> [PROBLEM DESCRIPTION] Extract, word for word, each line from the line holding "The user would like to know where the window frame" through the end of the records. Omit every picture.

> [RECORD EXTRACTS]
::::
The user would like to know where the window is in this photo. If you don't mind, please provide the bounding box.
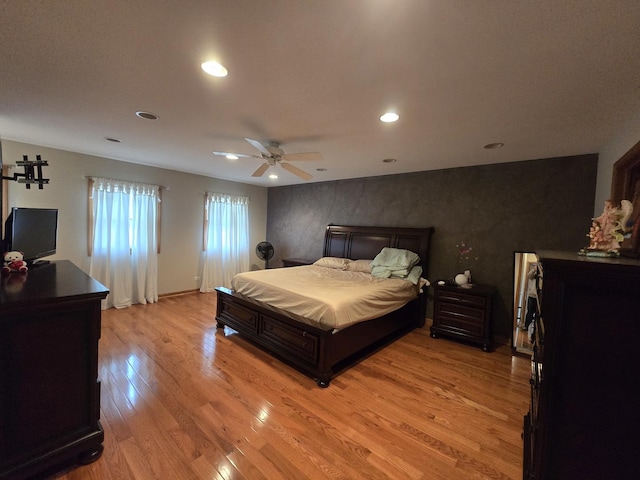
[200,192,250,291]
[88,177,161,309]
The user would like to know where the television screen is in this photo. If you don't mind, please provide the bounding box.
[4,207,58,263]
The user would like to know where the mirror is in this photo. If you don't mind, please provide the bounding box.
[512,252,540,356]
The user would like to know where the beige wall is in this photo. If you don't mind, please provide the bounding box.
[1,140,268,295]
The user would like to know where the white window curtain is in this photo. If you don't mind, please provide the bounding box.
[89,177,159,309]
[200,192,250,291]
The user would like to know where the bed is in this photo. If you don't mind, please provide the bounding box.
[215,224,434,387]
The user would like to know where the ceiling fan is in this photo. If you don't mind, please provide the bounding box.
[214,138,322,181]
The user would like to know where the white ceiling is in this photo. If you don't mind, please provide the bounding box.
[1,0,640,187]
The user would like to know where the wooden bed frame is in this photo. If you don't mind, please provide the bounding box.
[215,224,434,387]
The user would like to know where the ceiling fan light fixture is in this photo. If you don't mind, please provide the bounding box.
[201,61,228,77]
[380,112,399,123]
[269,172,278,179]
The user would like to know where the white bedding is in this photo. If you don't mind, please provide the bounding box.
[231,265,419,331]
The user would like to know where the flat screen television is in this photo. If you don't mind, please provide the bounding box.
[3,207,58,264]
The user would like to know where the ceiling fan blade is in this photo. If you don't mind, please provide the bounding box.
[281,162,313,181]
[245,138,271,156]
[213,151,257,159]
[281,152,323,162]
[252,163,270,177]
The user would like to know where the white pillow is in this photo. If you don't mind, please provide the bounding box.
[313,257,350,270]
[345,259,372,273]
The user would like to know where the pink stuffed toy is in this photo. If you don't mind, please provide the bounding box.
[2,251,28,274]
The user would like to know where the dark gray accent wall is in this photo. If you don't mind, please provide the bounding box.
[266,154,598,341]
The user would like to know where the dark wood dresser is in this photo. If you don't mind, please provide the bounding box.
[430,283,495,351]
[0,261,108,480]
[524,251,640,480]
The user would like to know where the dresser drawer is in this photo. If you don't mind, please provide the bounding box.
[218,300,259,334]
[260,315,319,363]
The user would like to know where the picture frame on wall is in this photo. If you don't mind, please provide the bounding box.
[620,216,640,258]
[611,139,640,258]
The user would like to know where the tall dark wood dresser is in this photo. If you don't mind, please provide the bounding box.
[523,251,640,479]
[0,261,108,480]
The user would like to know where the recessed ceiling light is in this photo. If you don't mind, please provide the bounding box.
[382,158,397,163]
[201,61,228,77]
[316,168,327,172]
[226,154,238,160]
[269,173,278,179]
[135,111,159,120]
[104,137,121,143]
[380,112,399,123]
[484,142,504,149]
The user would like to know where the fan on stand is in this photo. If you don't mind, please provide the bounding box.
[255,241,274,268]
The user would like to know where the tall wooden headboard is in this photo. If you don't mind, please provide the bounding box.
[322,225,435,275]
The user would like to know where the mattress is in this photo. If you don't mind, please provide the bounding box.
[231,265,419,331]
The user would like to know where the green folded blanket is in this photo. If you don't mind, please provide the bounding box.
[370,247,422,284]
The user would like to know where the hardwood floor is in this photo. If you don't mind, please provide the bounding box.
[48,293,530,480]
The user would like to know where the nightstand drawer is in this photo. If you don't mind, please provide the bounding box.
[437,290,486,308]
[282,258,315,267]
[435,312,485,336]
[437,302,484,323]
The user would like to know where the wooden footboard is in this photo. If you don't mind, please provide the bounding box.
[215,286,426,387]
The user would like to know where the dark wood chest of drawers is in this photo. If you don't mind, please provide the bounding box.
[0,261,109,480]
[523,251,640,480]
[430,283,495,351]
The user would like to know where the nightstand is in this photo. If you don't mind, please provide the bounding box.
[282,258,315,267]
[431,283,496,352]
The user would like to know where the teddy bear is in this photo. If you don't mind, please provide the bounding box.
[2,251,28,274]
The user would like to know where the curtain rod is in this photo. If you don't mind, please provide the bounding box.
[202,191,250,201]
[83,176,169,190]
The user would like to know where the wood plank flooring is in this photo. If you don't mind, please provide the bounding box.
[49,293,531,480]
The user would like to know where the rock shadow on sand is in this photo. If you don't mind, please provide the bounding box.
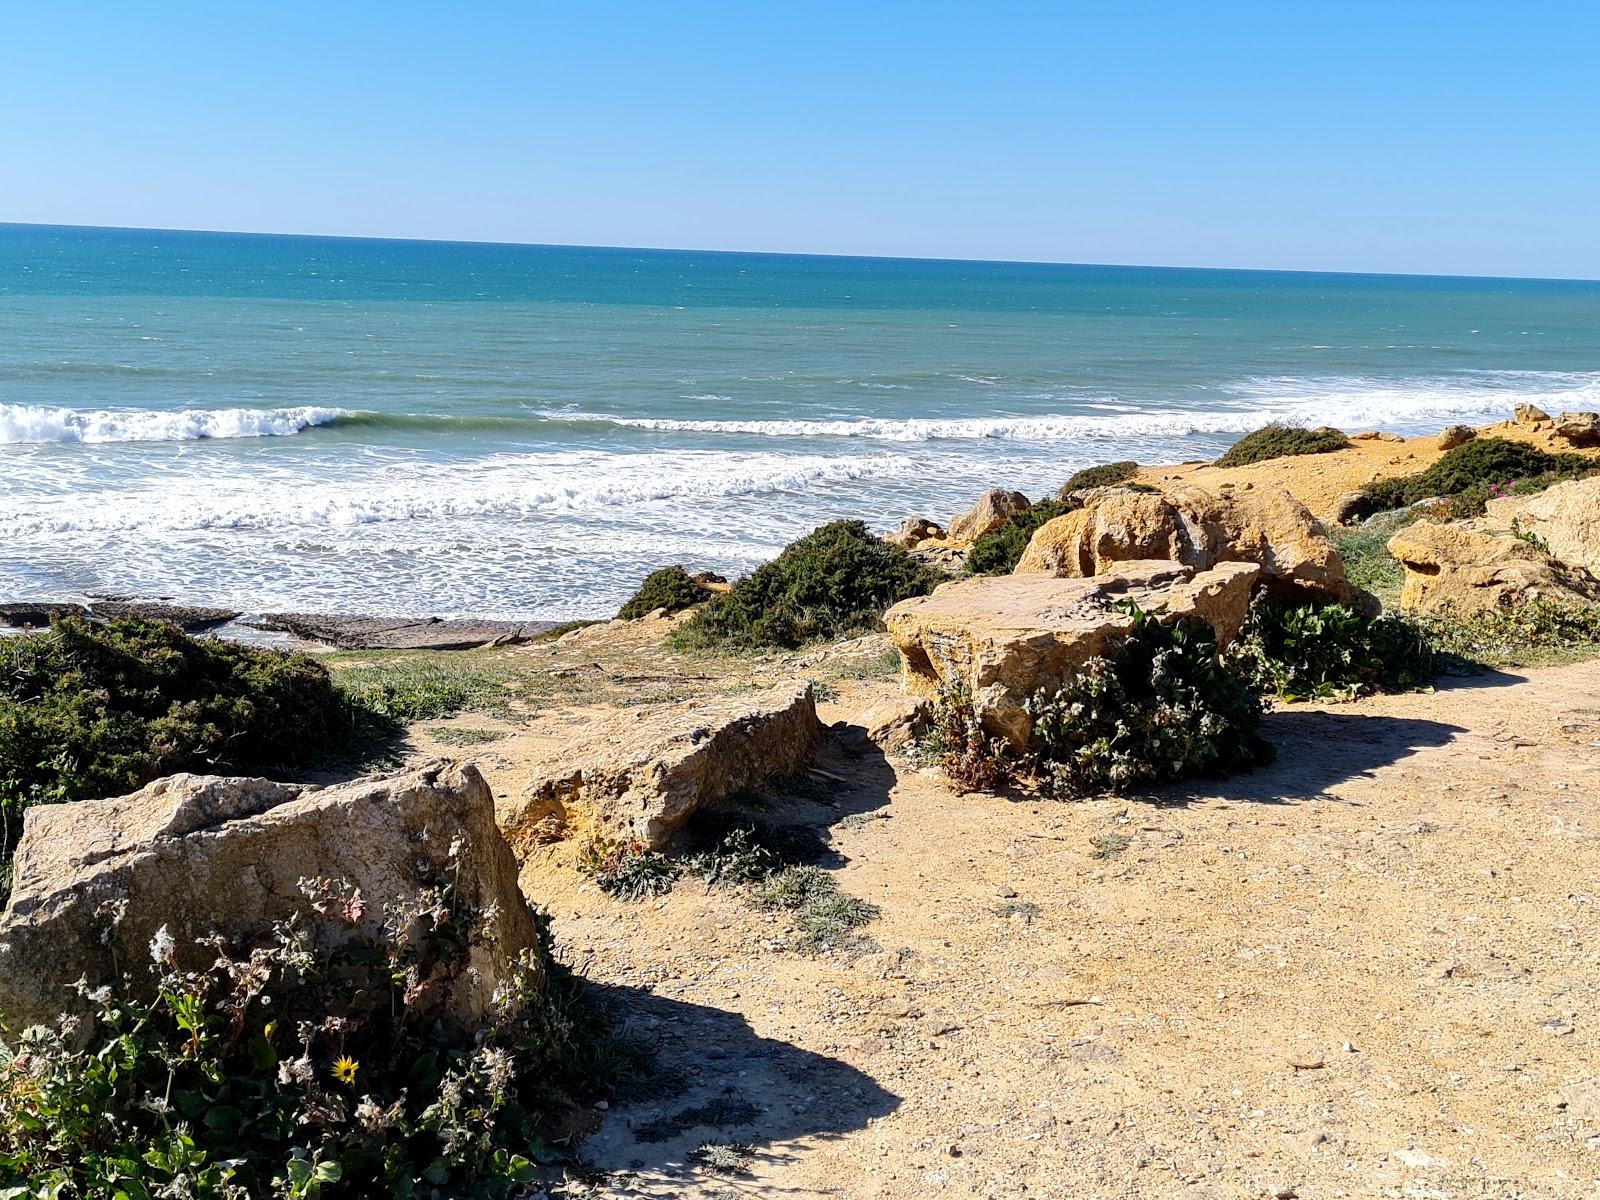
[572,981,898,1194]
[1155,707,1466,807]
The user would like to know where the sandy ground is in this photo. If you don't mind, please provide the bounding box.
[400,616,1600,1200]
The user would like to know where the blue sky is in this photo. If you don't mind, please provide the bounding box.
[3,2,1597,277]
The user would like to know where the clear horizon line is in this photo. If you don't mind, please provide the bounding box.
[3,219,1598,287]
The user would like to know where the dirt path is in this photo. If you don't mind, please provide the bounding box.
[479,658,1600,1200]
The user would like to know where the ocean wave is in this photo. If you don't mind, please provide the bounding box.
[0,403,356,445]
[0,450,913,535]
[544,371,1600,443]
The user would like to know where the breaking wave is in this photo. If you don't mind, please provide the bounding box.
[0,403,357,445]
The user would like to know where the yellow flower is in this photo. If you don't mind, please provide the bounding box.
[331,1056,359,1085]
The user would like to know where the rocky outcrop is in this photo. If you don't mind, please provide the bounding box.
[1014,484,1366,608]
[1386,522,1600,615]
[500,682,820,852]
[1436,425,1477,451]
[1515,403,1553,428]
[0,601,89,628]
[947,489,1030,546]
[885,560,1261,746]
[1553,411,1600,448]
[0,762,541,1036]
[886,517,946,550]
[251,612,557,649]
[1484,475,1600,575]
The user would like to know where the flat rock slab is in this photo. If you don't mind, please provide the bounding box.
[250,611,560,650]
[499,681,821,853]
[91,601,240,630]
[885,559,1261,746]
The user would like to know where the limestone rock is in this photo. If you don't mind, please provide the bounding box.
[851,694,934,751]
[886,516,946,550]
[1386,522,1600,615]
[501,682,820,852]
[1436,425,1477,451]
[1553,411,1600,448]
[1484,475,1600,574]
[1330,491,1366,525]
[1014,484,1365,608]
[884,560,1261,746]
[0,601,88,628]
[947,489,1030,546]
[1514,403,1552,427]
[0,762,540,1036]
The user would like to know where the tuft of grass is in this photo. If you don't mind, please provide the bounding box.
[1090,831,1131,860]
[752,866,878,952]
[692,1143,755,1176]
[966,498,1076,576]
[428,726,511,747]
[331,654,526,722]
[618,565,714,620]
[1329,512,1414,610]
[577,839,680,901]
[671,520,940,651]
[1060,460,1138,494]
[1215,423,1351,468]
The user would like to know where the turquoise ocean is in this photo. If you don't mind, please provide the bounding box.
[3,223,1598,620]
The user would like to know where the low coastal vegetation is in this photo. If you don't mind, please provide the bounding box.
[966,498,1074,575]
[0,617,349,871]
[1421,599,1600,670]
[671,519,939,651]
[1059,459,1139,493]
[1352,437,1595,520]
[1215,423,1350,468]
[617,564,714,620]
[0,861,607,1198]
[1226,596,1435,700]
[578,823,878,953]
[1026,606,1273,795]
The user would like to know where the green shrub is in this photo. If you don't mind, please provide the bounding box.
[0,858,603,1198]
[1026,605,1271,795]
[1060,460,1138,494]
[1215,424,1350,468]
[1352,437,1594,519]
[617,565,714,620]
[1226,596,1434,701]
[966,498,1075,576]
[0,617,351,865]
[672,520,940,651]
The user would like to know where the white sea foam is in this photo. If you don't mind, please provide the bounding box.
[0,450,914,536]
[0,403,354,444]
[548,371,1600,443]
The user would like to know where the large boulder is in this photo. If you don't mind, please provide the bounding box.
[947,489,1030,546]
[1515,403,1553,428]
[0,762,541,1037]
[1386,522,1600,615]
[1553,411,1600,448]
[884,560,1261,746]
[500,682,820,853]
[1436,424,1477,451]
[1483,475,1600,575]
[1015,484,1366,608]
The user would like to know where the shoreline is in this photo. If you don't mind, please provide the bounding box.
[7,410,1595,650]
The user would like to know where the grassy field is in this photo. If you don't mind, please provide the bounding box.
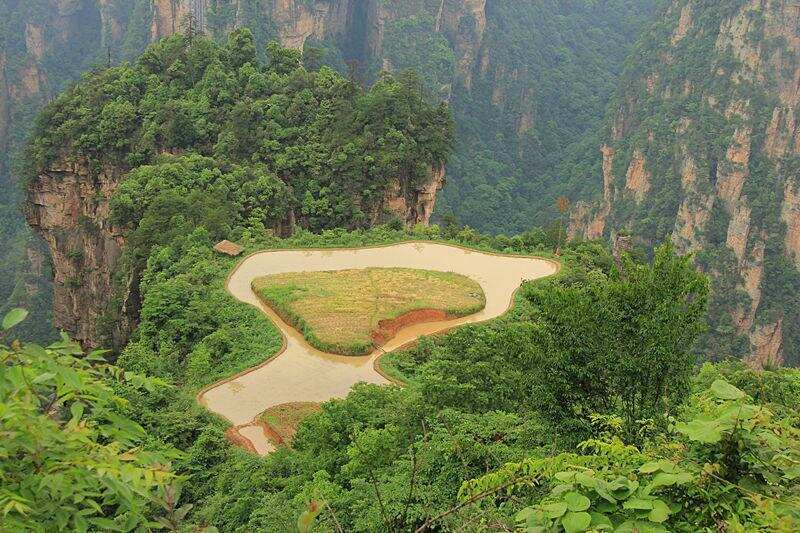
[252,267,485,355]
[259,402,322,445]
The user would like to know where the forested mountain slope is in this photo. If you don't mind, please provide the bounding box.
[3,5,800,531]
[6,226,800,531]
[570,0,800,366]
[23,32,453,349]
[0,0,656,342]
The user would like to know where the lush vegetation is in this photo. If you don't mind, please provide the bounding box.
[25,31,453,235]
[5,5,800,532]
[17,31,455,348]
[0,308,188,532]
[0,1,659,346]
[8,222,800,531]
[466,371,800,532]
[253,267,485,355]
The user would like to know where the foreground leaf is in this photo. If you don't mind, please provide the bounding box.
[2,308,28,330]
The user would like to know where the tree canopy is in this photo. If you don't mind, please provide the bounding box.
[25,29,454,234]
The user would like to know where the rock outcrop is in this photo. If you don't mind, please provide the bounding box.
[375,163,446,225]
[150,0,200,39]
[24,157,137,350]
[624,150,650,202]
[571,0,800,365]
[782,180,800,267]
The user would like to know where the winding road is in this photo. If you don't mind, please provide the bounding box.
[197,242,558,454]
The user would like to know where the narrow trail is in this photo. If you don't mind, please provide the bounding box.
[196,242,559,454]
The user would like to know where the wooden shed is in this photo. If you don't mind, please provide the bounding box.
[213,240,244,257]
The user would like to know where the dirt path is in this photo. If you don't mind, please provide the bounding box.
[197,242,559,454]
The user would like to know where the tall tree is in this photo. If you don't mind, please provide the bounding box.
[528,243,709,436]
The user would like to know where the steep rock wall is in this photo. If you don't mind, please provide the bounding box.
[572,0,800,366]
[379,163,447,226]
[25,157,136,349]
[0,0,106,341]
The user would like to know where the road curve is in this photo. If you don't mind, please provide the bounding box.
[197,242,559,454]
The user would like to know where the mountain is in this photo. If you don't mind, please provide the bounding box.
[5,4,800,532]
[0,0,656,342]
[13,1,799,365]
[22,30,453,349]
[2,0,657,226]
[570,0,800,366]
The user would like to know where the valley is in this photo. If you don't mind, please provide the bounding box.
[2,1,800,531]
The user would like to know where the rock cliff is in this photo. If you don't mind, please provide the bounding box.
[25,157,136,349]
[571,0,800,366]
[379,163,447,226]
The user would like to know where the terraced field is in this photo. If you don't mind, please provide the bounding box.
[252,267,485,355]
[197,242,558,454]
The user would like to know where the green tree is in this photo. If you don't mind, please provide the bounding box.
[225,28,256,68]
[463,378,800,532]
[528,243,709,437]
[0,309,180,531]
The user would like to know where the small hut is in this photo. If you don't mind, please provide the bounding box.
[213,240,244,257]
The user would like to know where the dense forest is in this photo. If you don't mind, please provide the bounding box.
[354,0,659,233]
[0,0,657,340]
[26,30,453,234]
[433,0,658,233]
[21,30,453,349]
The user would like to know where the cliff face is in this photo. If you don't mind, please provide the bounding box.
[0,0,106,341]
[25,157,136,349]
[150,0,352,48]
[571,0,800,366]
[379,163,447,226]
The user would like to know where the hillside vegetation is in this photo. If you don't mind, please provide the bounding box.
[25,30,453,235]
[5,225,800,531]
[20,30,454,349]
[3,6,799,532]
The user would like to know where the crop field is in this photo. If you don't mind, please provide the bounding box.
[252,267,486,355]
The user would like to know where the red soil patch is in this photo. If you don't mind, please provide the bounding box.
[371,308,452,346]
[225,421,285,452]
[225,426,258,453]
[256,420,286,445]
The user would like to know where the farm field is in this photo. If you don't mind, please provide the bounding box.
[252,267,485,355]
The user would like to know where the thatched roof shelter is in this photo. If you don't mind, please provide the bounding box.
[213,240,244,257]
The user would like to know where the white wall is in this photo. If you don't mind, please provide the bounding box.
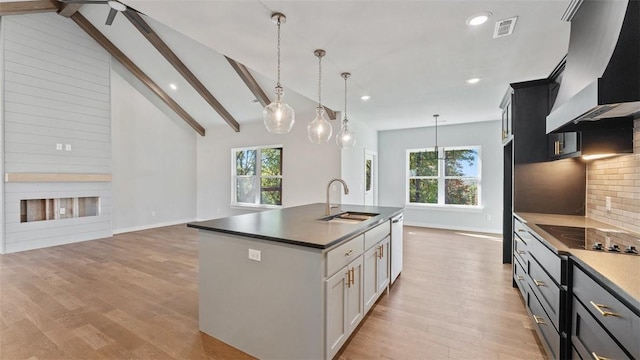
[378,120,503,233]
[1,13,112,253]
[197,91,342,220]
[111,61,198,233]
[340,117,378,205]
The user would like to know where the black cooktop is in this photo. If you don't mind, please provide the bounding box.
[536,224,639,255]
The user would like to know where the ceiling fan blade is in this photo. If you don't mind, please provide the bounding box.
[105,8,117,25]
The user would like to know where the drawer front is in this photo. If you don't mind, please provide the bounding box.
[572,296,631,360]
[514,217,528,235]
[528,256,561,331]
[364,221,390,250]
[528,291,560,359]
[327,235,364,277]
[513,257,528,301]
[513,232,528,266]
[527,231,562,285]
[573,266,640,359]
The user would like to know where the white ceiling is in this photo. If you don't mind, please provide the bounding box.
[77,0,571,132]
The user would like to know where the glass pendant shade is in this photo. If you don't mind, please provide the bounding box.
[336,72,356,149]
[307,106,332,144]
[264,13,294,134]
[336,120,356,148]
[263,88,295,134]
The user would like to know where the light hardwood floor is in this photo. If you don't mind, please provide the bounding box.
[0,225,545,359]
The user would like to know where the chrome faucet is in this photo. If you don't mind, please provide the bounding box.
[326,178,349,215]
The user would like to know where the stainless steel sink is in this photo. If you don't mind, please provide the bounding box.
[320,211,379,224]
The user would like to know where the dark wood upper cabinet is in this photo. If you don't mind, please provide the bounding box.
[501,79,551,164]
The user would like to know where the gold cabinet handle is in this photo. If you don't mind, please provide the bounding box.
[591,352,611,360]
[377,245,384,259]
[516,250,525,255]
[590,301,620,317]
[533,315,546,325]
[533,279,546,287]
[350,268,355,286]
[346,268,353,288]
[554,140,560,155]
[516,275,525,281]
[345,249,354,257]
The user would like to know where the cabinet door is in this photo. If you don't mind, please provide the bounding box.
[326,268,348,359]
[376,237,390,294]
[549,132,579,159]
[346,256,364,335]
[572,297,630,360]
[363,246,378,313]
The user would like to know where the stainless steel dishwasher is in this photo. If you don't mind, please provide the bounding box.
[391,213,403,284]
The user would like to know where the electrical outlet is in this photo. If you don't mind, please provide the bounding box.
[65,144,72,151]
[60,207,66,215]
[56,143,63,151]
[605,196,611,211]
[248,249,261,262]
[151,211,156,217]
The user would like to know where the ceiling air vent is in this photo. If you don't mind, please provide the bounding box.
[493,17,518,38]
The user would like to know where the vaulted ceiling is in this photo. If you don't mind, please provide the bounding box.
[3,0,572,133]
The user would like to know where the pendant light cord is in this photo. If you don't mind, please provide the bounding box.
[276,17,282,88]
[317,54,322,108]
[343,75,348,122]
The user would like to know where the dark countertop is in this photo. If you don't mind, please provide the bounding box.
[515,212,640,311]
[188,203,404,250]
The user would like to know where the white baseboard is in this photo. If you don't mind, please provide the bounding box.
[113,218,197,235]
[403,221,502,235]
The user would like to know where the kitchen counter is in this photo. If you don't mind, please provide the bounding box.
[191,203,403,359]
[515,212,640,310]
[188,203,403,249]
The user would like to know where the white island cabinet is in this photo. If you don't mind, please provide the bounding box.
[189,203,403,360]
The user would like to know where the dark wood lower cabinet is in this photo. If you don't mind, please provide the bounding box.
[571,297,630,360]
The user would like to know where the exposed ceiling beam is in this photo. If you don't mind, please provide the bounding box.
[225,56,271,108]
[123,10,241,133]
[0,0,58,16]
[58,3,83,18]
[225,54,336,120]
[70,12,206,136]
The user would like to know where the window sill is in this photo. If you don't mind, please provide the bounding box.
[404,203,484,212]
[230,203,283,211]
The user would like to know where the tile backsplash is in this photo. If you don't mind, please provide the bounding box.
[586,119,640,233]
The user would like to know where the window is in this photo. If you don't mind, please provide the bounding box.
[232,145,283,207]
[406,146,480,207]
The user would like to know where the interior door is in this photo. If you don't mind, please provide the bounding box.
[364,150,376,205]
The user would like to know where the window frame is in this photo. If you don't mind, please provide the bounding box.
[231,144,284,209]
[405,145,482,208]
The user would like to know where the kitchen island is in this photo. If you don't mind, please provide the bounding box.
[188,203,403,360]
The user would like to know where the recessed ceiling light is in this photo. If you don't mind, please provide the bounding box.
[169,83,177,90]
[466,77,481,84]
[360,95,371,101]
[466,12,492,26]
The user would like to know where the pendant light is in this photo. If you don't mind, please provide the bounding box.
[336,72,356,149]
[263,13,295,134]
[307,49,332,144]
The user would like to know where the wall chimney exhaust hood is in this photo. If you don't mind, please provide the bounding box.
[546,0,640,133]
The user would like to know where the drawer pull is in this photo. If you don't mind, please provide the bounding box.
[516,275,525,281]
[533,279,546,287]
[589,301,620,317]
[516,250,525,255]
[533,315,546,325]
[345,249,354,257]
[591,352,611,360]
[517,229,526,232]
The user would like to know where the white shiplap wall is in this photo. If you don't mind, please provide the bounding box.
[1,13,112,253]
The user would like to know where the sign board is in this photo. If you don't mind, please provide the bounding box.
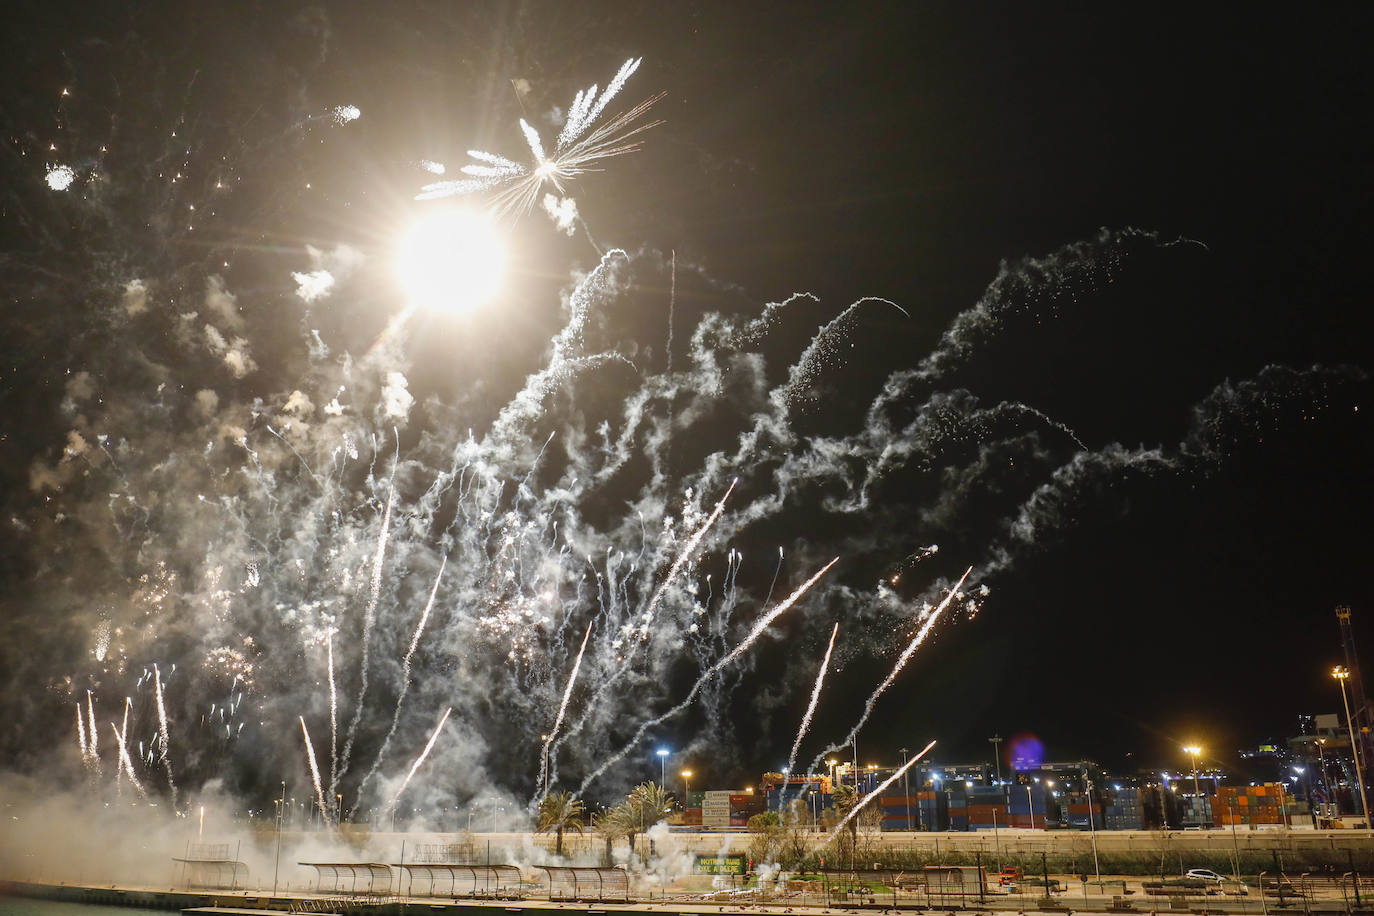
::::
> [EXERCISE RESULT]
The user would like to know where the window frame is in this photo. If you don't mind, please provide the bounding box.
[231,144,284,209]
[405,145,482,208]
The user would like to know where the kitchen island is in this photo. If you don't mind, please provide the bounding box.
[188,203,403,360]
The user would like to know where the recessed ceiling light is in this photo. If you don't mind, please provide the bounding box.
[169,83,177,90]
[466,77,481,84]
[360,95,371,101]
[466,12,492,26]
The user would like to know where the pendant light is in this photo. If you don't mind, please provide the bounding box.
[336,72,356,149]
[263,13,295,134]
[307,49,332,144]
The user would like to know where the wall chimney exhaust hood is in this photo. If you don't mind, please provide the bounding box.
[546,0,640,133]
The user would like to know where the drawer pull is in this photo. If you don't mind, please provide the bounding box.
[516,275,525,281]
[533,279,546,287]
[589,301,620,317]
[516,250,525,255]
[533,315,546,325]
[345,249,354,257]
[591,352,611,360]
[517,229,526,232]
The user would like to know where the white shiplap wall is in this photo. If you don't mind, please provide the bounding box.
[1,13,112,253]
The user would like to know where the sign board is in this photo. If you don't mind, please provide the bounding box.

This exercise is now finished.